## Set problem 1
In the Lewis winch thread, how large was the log being pulled when the winch flipped?
## Set problem 2
In one to three sentences, explain why the Lewis winch thread advises against a portable anchor winch that must be held while it runs.
## Set problem 3
Carry on the Lewis winch thread from its final line.

** start of Passage given **

# Lewis winch?



## CLEARVIEW TREE (Oct 20, 2008)

Anyone use a portable gas winch? I'm interested in the Lewis, because it can work off of a chainsaw. Are they reliable? What do they usually go for? Thanks for any advice guys!:monkey:


----------



## Brushwacker (Oct 21, 2008)

I've seen post on it in the past with quite a bit of info.


----------



## Swamp Yankee (Oct 21, 2008)

CLEARVIEW TREE said:


> Anyone use a portable gas winch? I'm interested in the Lewis, because it can work off of a chainsaw. Are they reliable? What do they usually go for? Thanks for any advice guys!:monkey:



A bit scary to run

Several years ago we bought one for Engineering evaluation. I was the guinea pig so to speak. Hooked it up and started winching a medium size 12-14 inch dia. X 12 ft or so log. It was straining a bit, but what turned me off was when the log shifted and rolled. The whole winch flipped and rotated in less than a second spraining, but not breaking my wrist. I never had a chance to let go.

Trust me I'm not a newbie when it comes to winching, and I would strongly urge against this or any portable anchor winch that requires the user to hold to operate for safety reasons. A winch should always be operated from a distance unless it is bolted down to a proper mount.

FWIW
Take Care


----------



## B-Edwards (Oct 21, 2008)

** end of Passage given **
** start of Excerpted data **

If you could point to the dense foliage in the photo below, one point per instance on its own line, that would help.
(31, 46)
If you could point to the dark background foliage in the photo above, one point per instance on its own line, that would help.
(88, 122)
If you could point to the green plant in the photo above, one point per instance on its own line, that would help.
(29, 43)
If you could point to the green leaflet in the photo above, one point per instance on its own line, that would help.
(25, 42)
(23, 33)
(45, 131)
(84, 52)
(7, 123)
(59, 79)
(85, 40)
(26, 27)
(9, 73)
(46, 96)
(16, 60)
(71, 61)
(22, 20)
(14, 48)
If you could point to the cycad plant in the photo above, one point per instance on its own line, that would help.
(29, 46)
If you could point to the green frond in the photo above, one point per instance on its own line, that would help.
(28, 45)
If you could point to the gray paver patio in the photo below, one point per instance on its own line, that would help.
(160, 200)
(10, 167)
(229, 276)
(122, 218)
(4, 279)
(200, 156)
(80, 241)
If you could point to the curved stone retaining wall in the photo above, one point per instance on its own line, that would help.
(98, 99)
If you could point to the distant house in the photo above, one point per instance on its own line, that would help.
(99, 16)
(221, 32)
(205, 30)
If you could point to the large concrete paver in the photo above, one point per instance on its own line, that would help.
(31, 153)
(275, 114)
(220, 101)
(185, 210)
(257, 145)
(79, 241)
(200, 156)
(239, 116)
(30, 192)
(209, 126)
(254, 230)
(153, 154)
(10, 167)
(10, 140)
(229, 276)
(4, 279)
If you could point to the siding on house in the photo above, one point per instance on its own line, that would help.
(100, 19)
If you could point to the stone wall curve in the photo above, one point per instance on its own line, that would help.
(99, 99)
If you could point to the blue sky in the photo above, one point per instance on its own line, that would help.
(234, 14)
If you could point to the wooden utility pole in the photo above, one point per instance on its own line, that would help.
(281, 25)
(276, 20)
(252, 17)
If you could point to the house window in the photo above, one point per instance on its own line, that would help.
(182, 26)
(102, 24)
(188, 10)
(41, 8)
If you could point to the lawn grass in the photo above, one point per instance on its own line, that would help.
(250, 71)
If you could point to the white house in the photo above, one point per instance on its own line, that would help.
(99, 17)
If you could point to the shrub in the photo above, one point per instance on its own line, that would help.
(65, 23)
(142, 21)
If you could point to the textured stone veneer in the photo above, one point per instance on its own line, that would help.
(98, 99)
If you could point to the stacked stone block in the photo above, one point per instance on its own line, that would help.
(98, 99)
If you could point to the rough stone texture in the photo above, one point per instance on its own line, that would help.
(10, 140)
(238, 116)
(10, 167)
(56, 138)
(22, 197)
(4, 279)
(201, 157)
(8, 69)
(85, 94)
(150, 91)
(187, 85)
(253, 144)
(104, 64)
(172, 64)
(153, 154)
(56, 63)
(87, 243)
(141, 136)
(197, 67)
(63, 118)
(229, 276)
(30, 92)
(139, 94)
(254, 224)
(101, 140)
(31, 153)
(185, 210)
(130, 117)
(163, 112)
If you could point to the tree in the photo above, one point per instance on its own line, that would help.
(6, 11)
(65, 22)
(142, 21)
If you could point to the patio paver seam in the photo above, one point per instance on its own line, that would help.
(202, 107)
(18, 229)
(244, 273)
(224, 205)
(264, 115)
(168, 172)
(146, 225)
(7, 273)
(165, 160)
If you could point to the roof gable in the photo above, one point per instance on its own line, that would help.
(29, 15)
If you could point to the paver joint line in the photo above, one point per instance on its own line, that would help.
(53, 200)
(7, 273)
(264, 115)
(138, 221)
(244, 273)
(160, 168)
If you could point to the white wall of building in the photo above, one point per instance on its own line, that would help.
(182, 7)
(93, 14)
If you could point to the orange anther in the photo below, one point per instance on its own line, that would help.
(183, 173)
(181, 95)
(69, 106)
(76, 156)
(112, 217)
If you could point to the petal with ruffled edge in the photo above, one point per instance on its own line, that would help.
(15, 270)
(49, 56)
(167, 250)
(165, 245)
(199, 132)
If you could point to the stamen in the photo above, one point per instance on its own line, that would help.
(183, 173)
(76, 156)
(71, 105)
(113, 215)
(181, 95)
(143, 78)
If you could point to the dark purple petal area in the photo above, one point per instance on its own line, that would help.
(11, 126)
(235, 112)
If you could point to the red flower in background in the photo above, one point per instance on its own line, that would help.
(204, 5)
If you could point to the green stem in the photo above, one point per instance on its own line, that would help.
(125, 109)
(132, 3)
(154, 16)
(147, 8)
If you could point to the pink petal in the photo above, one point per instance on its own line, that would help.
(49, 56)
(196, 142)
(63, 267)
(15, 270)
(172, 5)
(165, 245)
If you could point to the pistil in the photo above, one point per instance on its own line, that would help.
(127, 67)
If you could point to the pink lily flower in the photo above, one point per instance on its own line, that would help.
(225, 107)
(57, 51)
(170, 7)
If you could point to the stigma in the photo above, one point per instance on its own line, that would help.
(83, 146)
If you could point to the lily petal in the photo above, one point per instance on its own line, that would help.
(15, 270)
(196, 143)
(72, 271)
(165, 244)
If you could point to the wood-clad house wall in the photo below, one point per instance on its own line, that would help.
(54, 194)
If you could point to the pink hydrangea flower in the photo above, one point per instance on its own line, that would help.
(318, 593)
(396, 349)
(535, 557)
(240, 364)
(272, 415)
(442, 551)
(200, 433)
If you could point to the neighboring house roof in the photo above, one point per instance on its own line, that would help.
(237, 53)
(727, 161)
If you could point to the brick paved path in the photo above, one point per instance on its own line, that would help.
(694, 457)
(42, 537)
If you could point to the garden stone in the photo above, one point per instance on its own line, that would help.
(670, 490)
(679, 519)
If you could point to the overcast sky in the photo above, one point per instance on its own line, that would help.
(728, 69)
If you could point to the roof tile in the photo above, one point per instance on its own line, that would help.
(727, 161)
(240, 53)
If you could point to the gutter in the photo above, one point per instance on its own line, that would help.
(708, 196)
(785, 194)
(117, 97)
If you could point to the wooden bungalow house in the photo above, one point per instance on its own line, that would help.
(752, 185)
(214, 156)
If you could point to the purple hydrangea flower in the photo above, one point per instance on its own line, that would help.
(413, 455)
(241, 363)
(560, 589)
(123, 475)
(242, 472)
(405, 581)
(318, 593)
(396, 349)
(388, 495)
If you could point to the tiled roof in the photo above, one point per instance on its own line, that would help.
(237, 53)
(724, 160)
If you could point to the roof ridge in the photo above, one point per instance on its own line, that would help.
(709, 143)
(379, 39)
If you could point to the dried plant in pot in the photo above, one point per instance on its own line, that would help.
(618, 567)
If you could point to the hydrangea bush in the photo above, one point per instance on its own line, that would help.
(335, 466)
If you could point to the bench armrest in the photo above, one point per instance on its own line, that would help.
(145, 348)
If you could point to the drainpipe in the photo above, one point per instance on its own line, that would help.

** end of Excerpted data **

## Reply 1
It was a medium-size log about 12 to 14 inches in diameter and roughly 12 feet long.

## Reply 2
When the log shifted and rolled, the hand-held winch flipped and rotated in less than a second, spraining the operator's wrist before he could let go. For safety, a winch should be operated from a distance unless it is bolted to a proper mount.

## Reply 3
This could be fixed very easy with a control cable on the throttle so you dont have to hold the saw handle.


----------



## deeker (Oct 21, 2008)

And to anchor the winch. Always anchor it from twisting. It can kill fast.

I want to try the Lewis winch for logs in remote areas that I cannot get my arch over.

Kevin


----------



## Adkpk (Oct 21, 2008)

New ones are like $900. but you can have this one for $600. 

http://www.arboristsite.com/pp-clas...duct=1369&cat=16&limit=recent&date=1167868532


----------



## Swamp Yankee (Oct 21, 2008)

B-Edwards said:


> This could be fixed very easy with a control cable on the throttle so you dont have to hold the saw handle.



Not to be rude,

Please don't take this the wrong way but if you've ever seen one of those chain / cable anchor winches gas or electric dance you wouldn't want to be anywhere near it. It'll twist anything including a remote cable pretty quick. They're always shown pulling a light load, in a straight line, for a reason.

Take Care


----------



## B-Edwards (Oct 22, 2008)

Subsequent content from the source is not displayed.